→ **What needs to be done**
Pick out each line in the rows below that contains the word "shirt", and copy those lines.
::::::
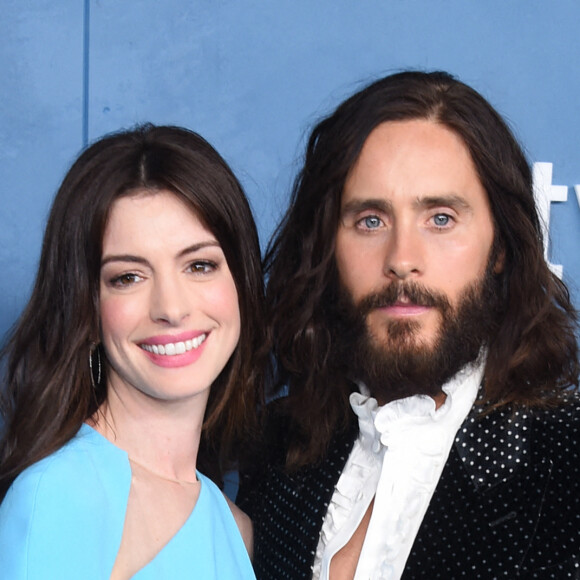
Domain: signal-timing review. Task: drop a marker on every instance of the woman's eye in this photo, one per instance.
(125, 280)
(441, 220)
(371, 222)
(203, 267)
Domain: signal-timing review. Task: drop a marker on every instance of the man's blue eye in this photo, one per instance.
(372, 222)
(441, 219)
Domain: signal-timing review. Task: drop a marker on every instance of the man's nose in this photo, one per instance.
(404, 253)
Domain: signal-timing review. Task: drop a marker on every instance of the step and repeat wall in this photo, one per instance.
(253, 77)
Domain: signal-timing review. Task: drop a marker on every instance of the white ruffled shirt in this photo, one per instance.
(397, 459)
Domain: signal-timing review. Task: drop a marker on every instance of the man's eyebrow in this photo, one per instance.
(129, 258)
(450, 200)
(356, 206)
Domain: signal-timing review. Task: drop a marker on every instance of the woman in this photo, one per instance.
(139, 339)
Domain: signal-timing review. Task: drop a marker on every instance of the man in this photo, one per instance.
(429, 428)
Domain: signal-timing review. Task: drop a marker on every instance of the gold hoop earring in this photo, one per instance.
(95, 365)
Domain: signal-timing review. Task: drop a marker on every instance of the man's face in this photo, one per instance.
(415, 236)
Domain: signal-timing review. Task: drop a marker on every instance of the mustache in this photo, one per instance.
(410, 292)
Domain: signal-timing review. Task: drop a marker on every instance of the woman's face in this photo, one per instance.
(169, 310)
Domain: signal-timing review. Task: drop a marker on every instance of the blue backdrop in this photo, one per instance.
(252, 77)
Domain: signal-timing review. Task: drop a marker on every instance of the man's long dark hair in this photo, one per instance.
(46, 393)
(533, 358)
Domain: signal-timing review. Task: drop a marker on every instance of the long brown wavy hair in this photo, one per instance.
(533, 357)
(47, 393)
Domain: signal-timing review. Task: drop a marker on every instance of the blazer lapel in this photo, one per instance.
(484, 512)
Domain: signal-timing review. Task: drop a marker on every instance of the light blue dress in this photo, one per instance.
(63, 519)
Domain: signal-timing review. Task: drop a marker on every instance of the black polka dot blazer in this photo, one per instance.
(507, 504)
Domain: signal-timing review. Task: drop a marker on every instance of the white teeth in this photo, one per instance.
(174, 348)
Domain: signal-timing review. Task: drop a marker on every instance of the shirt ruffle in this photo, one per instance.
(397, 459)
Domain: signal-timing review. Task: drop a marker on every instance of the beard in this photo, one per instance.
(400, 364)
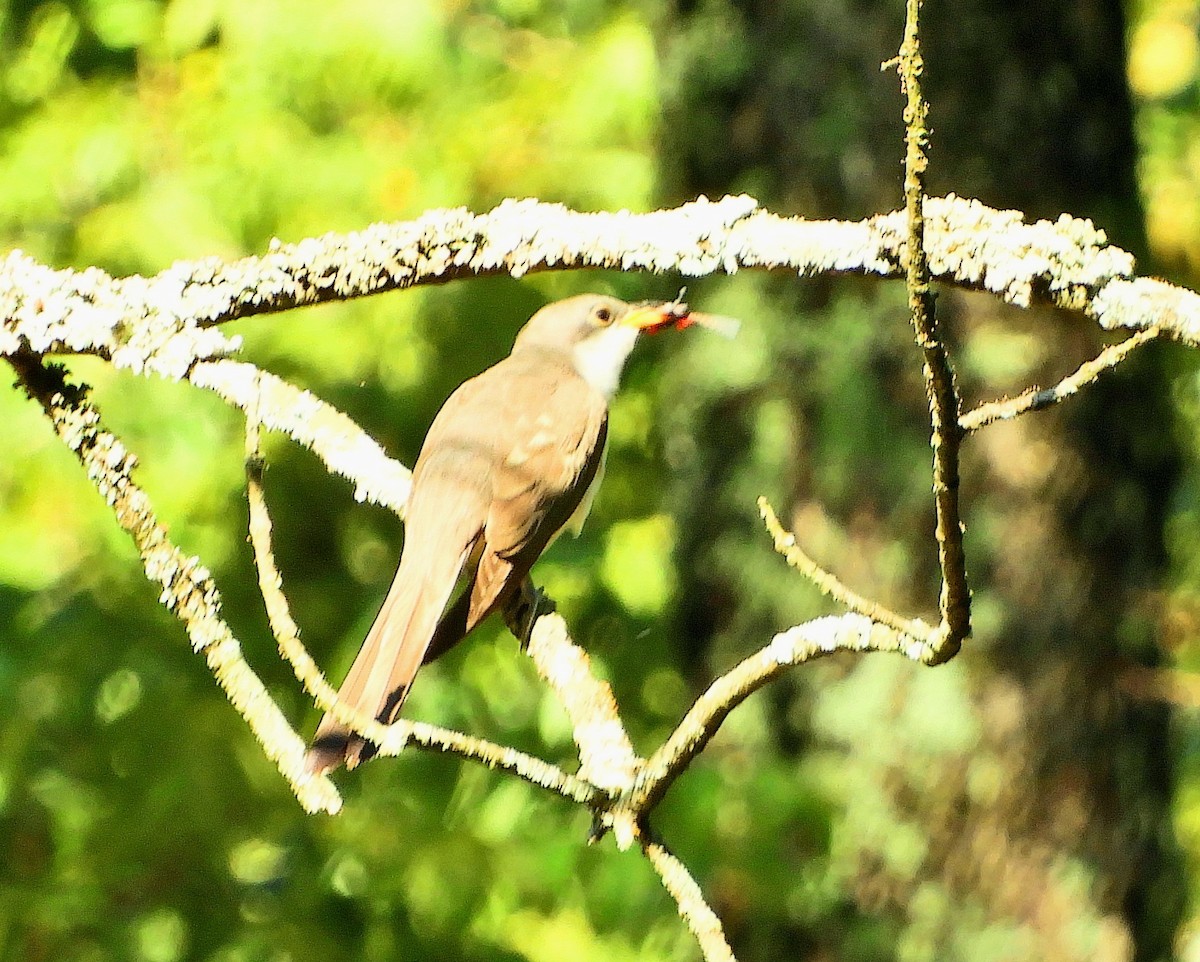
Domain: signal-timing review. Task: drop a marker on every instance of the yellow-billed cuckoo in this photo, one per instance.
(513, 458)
::::::
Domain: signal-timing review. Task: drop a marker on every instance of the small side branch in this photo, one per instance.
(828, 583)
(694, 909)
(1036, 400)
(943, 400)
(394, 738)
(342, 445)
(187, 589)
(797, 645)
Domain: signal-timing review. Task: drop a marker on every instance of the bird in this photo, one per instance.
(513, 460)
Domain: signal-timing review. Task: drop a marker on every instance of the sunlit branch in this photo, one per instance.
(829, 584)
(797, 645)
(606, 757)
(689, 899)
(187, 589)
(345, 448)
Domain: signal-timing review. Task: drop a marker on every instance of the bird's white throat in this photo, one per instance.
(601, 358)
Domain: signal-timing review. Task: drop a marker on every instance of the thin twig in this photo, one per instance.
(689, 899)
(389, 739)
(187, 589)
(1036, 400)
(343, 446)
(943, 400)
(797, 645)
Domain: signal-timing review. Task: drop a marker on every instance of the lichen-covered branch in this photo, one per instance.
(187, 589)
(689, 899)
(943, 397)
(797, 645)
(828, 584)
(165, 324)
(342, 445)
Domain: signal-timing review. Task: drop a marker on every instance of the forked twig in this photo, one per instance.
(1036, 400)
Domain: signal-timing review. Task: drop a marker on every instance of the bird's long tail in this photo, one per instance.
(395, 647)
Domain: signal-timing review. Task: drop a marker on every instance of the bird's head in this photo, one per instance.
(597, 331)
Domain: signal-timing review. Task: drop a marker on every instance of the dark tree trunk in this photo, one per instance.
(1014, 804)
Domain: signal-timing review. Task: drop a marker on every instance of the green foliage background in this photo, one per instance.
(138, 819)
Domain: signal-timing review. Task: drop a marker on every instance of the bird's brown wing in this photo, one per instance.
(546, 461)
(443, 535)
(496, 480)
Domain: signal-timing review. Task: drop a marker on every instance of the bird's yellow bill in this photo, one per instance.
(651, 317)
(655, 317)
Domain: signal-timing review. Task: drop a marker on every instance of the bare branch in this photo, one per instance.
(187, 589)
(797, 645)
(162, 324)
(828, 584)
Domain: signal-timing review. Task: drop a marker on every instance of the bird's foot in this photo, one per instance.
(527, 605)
::::::
→ **Expected output**
Domain: signal-timing review. Task: drop a marker on every instance of the white ruffled shirt in this photo, one per instance.
Domain: signal-timing review. Task: drop a marker on every instance of the shirt ruffle in this photo, one per instance.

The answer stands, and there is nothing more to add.